__TE LEZEN TEKST__.
══════════════════════════════
In 1984 trok Van Haute voor het eerst naar Japan, vlak na zijn studie japanologie aan de Gentse universiteit. Tussen 1986 en 1992 woonde en werkte hij er in de filmindustrie. Sindsdien verbleef Van Haute vrijwel jaarlijks enkele weken of maanden in Japan, om verschillende redenen en in diverse hoedanigheden: eerst als student aan de universiteit in Tokio, als werknemer bij een productiehuis, als tolk of vertaler, als academicus, als toerist, als privéleraar Engels en last but not least als schoonzoon. Van Haute heeft in al die jaren honderden Japanners leren kennen, uit alle bevolkingslagen en uithoeken. Ook heeft hij steeds aandacht gehad voor de grote regionale verschillen die zich in het uitgestrekte land manifesteren, ten bewijze bijvoorbeeld het hoofdstuk over het zuidelijke eiland Okinawa in Japan. Schetsen uit het leven.
Zuihitsu en shasei
Dit alles maakt van Van Haute zonder meer een geprivilegieerde waarnemer. In de tientallen stukken die hij voor kranten en tijdschriften schreef, draait hij elke steen om en neemt nooit een blad voor de mond. Het is een methodiek die Van Haute ook in Japan. Schetsen uit het leven hanteert, in een vlot weglezende, beeldrijke stijl en — niet onbelangrijk — met de nodige humor. Van Haute doet zijn aanpak uit de doeken in een voorwoord:
Doorgaans neem ik als uitgangspunt een ontmoeting met een bekende of onbekende Japanner, een belevenis op een bepaalde plaats, een roman of kort verhaal (al dan niet door mezelf vertaald), of een film (waar ik zelf aan meewerkte, of van een regisseur die ik leerde kennen). Via die aanzetten probeer ik licht te werpen op bredere thema’s, voorzien van enige historische duiding en geplaatst in een sociaal kader.
Zo wil Van Haute tot ‘een staalkaart van de Japanse samenleving’ komen, zonder te pretenderen dat zijn boek een alles verklarende gids is: ‘alles wat u wilde weten over Japan in twintig handige hoofdstukken’ is het niet geworden. Precies door de grote diversiteit van de Japanse cultuur is een pasklare conclusie of een alomvattende samenvatting immers onmogelijk.
══════════════════════════════
__BRONFRAGMENT__.
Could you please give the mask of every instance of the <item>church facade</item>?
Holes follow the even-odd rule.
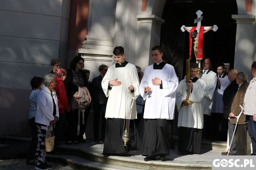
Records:
[[[99,74],[100,64],[109,66],[115,63],[113,49],[120,46],[127,61],[143,71],[153,63],[151,48],[161,44],[167,3],[192,4],[194,1],[0,0],[0,21],[5,23],[0,28],[0,136],[29,135],[29,82],[33,76],[43,77],[51,71],[52,59],[60,58],[67,68],[79,53],[85,59],[85,68],[90,71],[91,81]],[[236,24],[234,59],[229,61],[251,78],[251,65],[256,60],[256,0],[224,1],[228,2],[225,5],[236,3],[237,8],[229,16]],[[203,12],[203,7],[195,9],[192,18],[196,18],[198,10]],[[222,12],[216,10],[213,15]],[[180,34],[181,26],[172,26]],[[176,71],[182,72],[182,62],[179,63]]]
══════════════════════════════
__UIT TE VOEREN OPDRACHT__. Schrijf de tekst over Van Haute en Japan verder vanaf de laatste zin. De gegevens staan los van de tekst over Van Haute en Japan.

__ANTWOORD OP OPGAVE__.
Die grote verscheidenheid heeft Van Haute met succes in de structuur en de vorm van zijn boek proberen krijgen. Hij verwijst daarbij in zijn voorwoord naar het oud Japans literair genre zuihitsu, vaak als ‘essay’ vertaald, maar volgens het verklarend woordenboek ‘teksten waarin je ervaringen, opgedane kennis, indrukken en dergelijke neerschrijft zoals die in je opkomen’. Een bekend voorbeeld, mede omwille van de verfilming door Peter Greenaway, is Het hoofdkussenboek van Sei Shonagon, een Japanse hofdame die tien eeuwen geleden leefde en een soort dagboek bijhield, vol met beschouwingen en observaties over de natuur en het hof, gelardeerd met tientallen lijstjes over de meest uiteenlopende onderwerpen. Voor Van Haute behoort zijn boek tot dit bewuste genre omdat het evenmin ‘een logisch opgebouwd betoog’ is, dat leidt ‘tot het onomstotelijke bewijs van een algemene stelling’. De ondertitel voor zijn boek haalde Van Haute dan weer bij shasei, een term die oorspronkelijk uit de schilderkunst komt, maar later ook gebruikt werd voor haiku’s en proza, en zoveel betekent als ‘schetsen uit het leven’. De nadruk in Van Hautes Japan-boek ligt ook op observatie en registratie van wat je ‘echt’ ziet, zonder je te laten leiden door voorgekauwde ideeën of fantasie.
Kakkerlakken en monocultuur
Japan. Schetsen uit het leven is ingedeeld in vier grote thematische delen, niet zozeer in chronologische orde, maar eerder in een persoonlijk, meer intuïtieve rangschikking, trouw aan het zuihitsu-genre. Elk deel krijgt een korte, samenvattende inleiding, met uitgelichte hoogtepunten. Achterin ontbreekt helaas een verklarende woordenlijst met veelgebruikte Japanse termen (die wel in de tekst worden uitgelegd, maar enkel bij het eerste gebruik, wat soms leidt tot terugbladeren). Het slothoofdstuk biedt een kijk op de uitdagingen waar de Japanners in het Reiwa-tijdperk mee zullen te kampen krijgen: een tekort aan arbeidskrachten door de enorme vergrijzing van Japan bijvoorbeeld, de leegloop van het platteland en de algemene verrechtsing van de maatschappij, en daarmee gepaard een groeiend nationalisme.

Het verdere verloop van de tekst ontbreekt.